# My first grow. White Widow.



## Bullshoalsguy (Sep 22, 2021)

I think I’m 2 weeks from harvest?  Just not sure.  Outdoor grow pulled a bud to look inside. Would love to harvest now but I think I’m just anxious. Thoughts or tips are welcome!

photos deleted as they were geotagged. Will take new ones tonight


----------



## zem (Sep 23, 2021)

Hi Bullshoalsguy. This is a beautiful grow in any measure, for a first grow this is awesome and deserves congratulations! With regular pics it is not possible to tell for sure when it is ripe. But I suspect it needs a while longer, it will bulk up, add more weight and the resin will be ripe. The last point is what you need to be able to observe, so you need a 60x + scope to observe the crystals and determine if they are ready. You can buy such a scope for cheap and it does the job or you could get a better one that is easy to use. You can find some info about how to tell that THC is ripening in the harvesting forum.


----------



## WeedHopper (Sep 23, 2021)

Yep always go by the color of the triches.


----------



## bigsur51 (Sep 23, 2021)

Awesome job on your first grow!

what type of fragrance do your plants emit?

also , wait two more weeks


----------



## Bullshoalsguy (Sep 23, 2021)

bigsur51 said:


> Awesome job on your first grow!
> 
> what type of fragrance do your plants emit?
> 
> also , wait two more weeks


The fragrance is super sweet. Unlike what I was expecting not much skunk smell, just amazing fresh odor. Luckily they are behind a big fence and on 5 acres so no worries with smell and neighbors.


----------



## Bubba (Sep 23, 2021)

Bullshoalsguy said:


> I think I’m 2 weeks from harvest?  Just not sure.  Outdoor grow pulled a bud to look inside. Would love to harvest now but I think I’m just anxious. Thoughts or tips are welcome!

» **Records from a collection**

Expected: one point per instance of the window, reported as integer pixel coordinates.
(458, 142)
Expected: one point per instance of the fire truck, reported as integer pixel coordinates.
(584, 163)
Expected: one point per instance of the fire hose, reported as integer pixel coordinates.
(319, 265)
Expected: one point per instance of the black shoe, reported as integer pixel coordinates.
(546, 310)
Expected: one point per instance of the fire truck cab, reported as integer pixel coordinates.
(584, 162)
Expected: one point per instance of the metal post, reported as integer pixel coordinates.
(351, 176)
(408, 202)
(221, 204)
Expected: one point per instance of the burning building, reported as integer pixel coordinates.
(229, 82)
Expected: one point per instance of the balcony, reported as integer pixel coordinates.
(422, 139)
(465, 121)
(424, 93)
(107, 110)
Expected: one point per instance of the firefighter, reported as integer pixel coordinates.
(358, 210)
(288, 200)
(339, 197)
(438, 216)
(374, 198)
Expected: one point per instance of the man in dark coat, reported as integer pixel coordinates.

» **REQUESTS**
1 > Give every username that appears as the author of a post in the White Widow thread.
2 > Does the White Widow thread support each statement? Answer yes or no and quote the words that decide it.
(a) zem says a scope of at least 60x is needed to judge whether the crystals are ready.
(b) Bullshoalsguy reports a strong skunk smell from the plants.
(c) bigsur51 recommends harvesting right away.
3 > Write the next part of the White Widow thread, picking up right after its final quoted post.

» **ANSWER LIST**
1 > Bullshoalsguy, zem, WeedHopper, bigsur51, Bubba

2 >
(a) Yes: "you need a 60x + scope to observe the crystals and determine if they are ready"
(b) No: "Unlike what I was expecting not much skunk smell"
(c) No: "also , wait two more weeks"

3 >
> 
> photos deleted as they were geotagged. Will take new ones tonight


Geotagged...that is something I want to know more about. Covert folks will be interested.
I am assuming this is an artifact of smart phones? Non smart digital cameras safe I guess?

Please do tell!

Bubba


----------



## ROSTERMAN (Sep 23, 2021)

Bubba said:


> Geotagged...that is something I want to know more about. Covert folks will be interested.
> I am assuming this is an artifact of smart phones? Non smart digital cameras safe I guess?
> 
> Please do tell!
> ...


If you take a picture from a ph or Cam that has GPS activated (on) it imprints your GPS coordinates on the pictures posted


----------



## Bubba (Sep 23, 2021)

I have a VPN service. Does the GPS give my physical location, or the location of the IP address of the server my VPN is using? I just don't understand a lot about what is tracking what!

Or does just turning off "location" accomplish the fix?

Bubba


----------



## Bullshoalsguy (Sep 23, 2021)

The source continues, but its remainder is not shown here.